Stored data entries
────────────────
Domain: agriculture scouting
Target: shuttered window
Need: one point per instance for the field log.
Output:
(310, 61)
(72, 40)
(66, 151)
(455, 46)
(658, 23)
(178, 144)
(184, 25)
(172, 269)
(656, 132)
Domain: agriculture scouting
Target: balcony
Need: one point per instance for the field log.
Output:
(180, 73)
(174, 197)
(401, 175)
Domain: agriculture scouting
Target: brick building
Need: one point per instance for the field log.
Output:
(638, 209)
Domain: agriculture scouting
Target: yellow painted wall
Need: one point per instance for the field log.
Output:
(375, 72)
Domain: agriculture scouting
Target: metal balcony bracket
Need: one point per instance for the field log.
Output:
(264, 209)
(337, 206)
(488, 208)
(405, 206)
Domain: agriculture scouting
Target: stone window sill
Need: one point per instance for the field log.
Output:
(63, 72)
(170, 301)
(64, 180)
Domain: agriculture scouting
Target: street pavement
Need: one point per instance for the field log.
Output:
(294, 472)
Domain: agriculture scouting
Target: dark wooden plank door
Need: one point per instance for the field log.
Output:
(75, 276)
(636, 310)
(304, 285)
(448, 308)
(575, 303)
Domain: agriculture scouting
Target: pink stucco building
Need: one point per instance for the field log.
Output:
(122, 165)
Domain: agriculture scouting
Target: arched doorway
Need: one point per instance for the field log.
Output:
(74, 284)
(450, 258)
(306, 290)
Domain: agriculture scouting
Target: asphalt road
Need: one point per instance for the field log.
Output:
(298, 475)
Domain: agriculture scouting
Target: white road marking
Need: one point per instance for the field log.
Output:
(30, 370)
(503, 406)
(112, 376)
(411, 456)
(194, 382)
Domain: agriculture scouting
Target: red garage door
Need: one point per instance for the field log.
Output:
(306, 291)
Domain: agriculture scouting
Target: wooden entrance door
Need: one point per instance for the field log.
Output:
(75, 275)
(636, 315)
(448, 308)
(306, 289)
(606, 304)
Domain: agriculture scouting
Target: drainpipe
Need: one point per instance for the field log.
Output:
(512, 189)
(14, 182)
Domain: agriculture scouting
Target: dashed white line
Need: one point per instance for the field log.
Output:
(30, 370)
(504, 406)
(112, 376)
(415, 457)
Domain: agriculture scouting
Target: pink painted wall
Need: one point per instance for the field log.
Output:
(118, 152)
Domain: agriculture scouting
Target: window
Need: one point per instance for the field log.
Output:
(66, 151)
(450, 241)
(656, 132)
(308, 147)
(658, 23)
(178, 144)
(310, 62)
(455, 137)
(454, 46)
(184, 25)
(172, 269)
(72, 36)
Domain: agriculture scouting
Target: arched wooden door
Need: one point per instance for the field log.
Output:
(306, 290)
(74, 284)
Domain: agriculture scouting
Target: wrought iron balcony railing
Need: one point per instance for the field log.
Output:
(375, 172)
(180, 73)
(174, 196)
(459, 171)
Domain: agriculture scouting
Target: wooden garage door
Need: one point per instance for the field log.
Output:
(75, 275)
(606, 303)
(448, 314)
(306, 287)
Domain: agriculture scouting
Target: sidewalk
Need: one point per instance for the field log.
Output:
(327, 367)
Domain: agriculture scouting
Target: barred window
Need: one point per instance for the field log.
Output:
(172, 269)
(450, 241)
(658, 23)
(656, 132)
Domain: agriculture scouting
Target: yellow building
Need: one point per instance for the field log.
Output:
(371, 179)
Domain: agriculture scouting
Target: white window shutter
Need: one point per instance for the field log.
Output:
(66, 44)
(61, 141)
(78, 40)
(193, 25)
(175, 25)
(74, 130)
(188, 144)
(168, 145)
────────────────
*The problem:* Set down the data exactly.

*Task response:*
Domain: agriculture scouting
Target: shuttered window
Need: one point per instance for the field log.
Output:
(310, 61)
(72, 40)
(66, 151)
(455, 46)
(658, 23)
(178, 144)
(184, 25)
(172, 269)
(656, 132)
Domain: agriculture scouting
Target: balcony
Need: one point per instance for the field log.
Output:
(180, 73)
(174, 197)
(401, 175)
Domain: agriculture scouting
Target: brick building
Need: one point per instance for the field log.
Output:
(638, 209)
Domain: agriculture scouting
Target: yellow painted wall
Need: one point per instance for the field log.
Output:
(375, 72)
Domain: agriculture scouting
Target: metal balcony bracket
Need: one point per instance for the field log.
Output:
(264, 209)
(337, 206)
(488, 208)
(405, 206)
Domain: agriculture scouting
Target: stone window sill
Need: one point per instance for the field log.
Output:
(63, 72)
(170, 301)
(64, 180)
Domain: agriculture scouting
Target: street pavement
Need: one point per instance for the field log.
Output:
(294, 472)
Domain: agriculture scouting
Target: dark wooden plank door
Need: one point per instance for the field log.
Output:
(75, 276)
(636, 310)
(304, 285)
(448, 308)
(575, 303)
Domain: agriculture scouting
Target: pink stucco building
Need: one point per instance for the field log.
Output:
(122, 165)
Domain: agriculture scouting
Target: arched doorway
Need: one point per instance for the field log.
Output:
(74, 284)
(450, 258)
(306, 290)
Domain: agriculture scouting
Target: asphalt road
Need: one point per instance for the field log.
Output:
(298, 475)
Domain: agriculture scouting
Target: white road marking
Need: one point per instance for the field log.
Output:
(30, 370)
(503, 406)
(112, 376)
(411, 456)
(194, 382)
Domain: agriculture scouting
Target: red garage door
Need: one point per instance for the field log.
Output:
(306, 291)
Domain: agriculture scouting
Target: wooden entrance door
Need: one point per instance for the field log.
Output:
(75, 275)
(636, 315)
(448, 308)
(306, 289)
(606, 304)
Domain: agriculture scouting
Target: drainpipe
Need: one point per instance for the field log.
Output:
(512, 189)
(14, 182)
Domain: agriculture scouting
Target: dashed white line
Need: one point per instance for the field log.
Output:
(30, 370)
(504, 406)
(112, 376)
(415, 457)
Domain: agriculture scouting
Target: pink painted wall
Need: one point per instance for the field log.
Output:
(118, 152)
Domain: agriculture scouting
Target: window
Need: one point per instance for the field log.
Output:
(66, 151)
(450, 241)
(656, 132)
(308, 147)
(658, 23)
(178, 144)
(310, 62)
(455, 137)
(454, 46)
(184, 25)
(172, 269)
(72, 36)
Domain: agriculture scouting
Target: arched wooden door
Need: one point per instance for the field log.
Output:
(306, 290)
(74, 284)
Domain: agriculture scouting
Target: wrought iron balcony railing
Need: one point per instance for the field log.
Output:
(375, 172)
(180, 73)
(174, 196)
(459, 171)
Domain: agriculture scouting
Target: wooden garage door
Need: one point per instance for the field log.
Output:
(75, 275)
(606, 303)
(448, 314)
(306, 287)
Domain: agriculture scouting
Target: sidewalk
Need: one point per instance for the field log.
Output:
(327, 367)
Domain: agriculture scouting
Target: barred window
Need: one point per instance for the field log.
Output:
(172, 269)
(450, 241)
(658, 23)
(656, 132)
Domain: agriculture scouting
Target: yellow building
Need: one point per instance for the field log.
Output:
(371, 179)
Domain: agriculture scouting
Target: white window shutter
Need: one point per instance for the field log.
Output:
(66, 44)
(61, 141)
(78, 40)
(193, 25)
(175, 25)
(74, 130)
(188, 144)
(168, 145)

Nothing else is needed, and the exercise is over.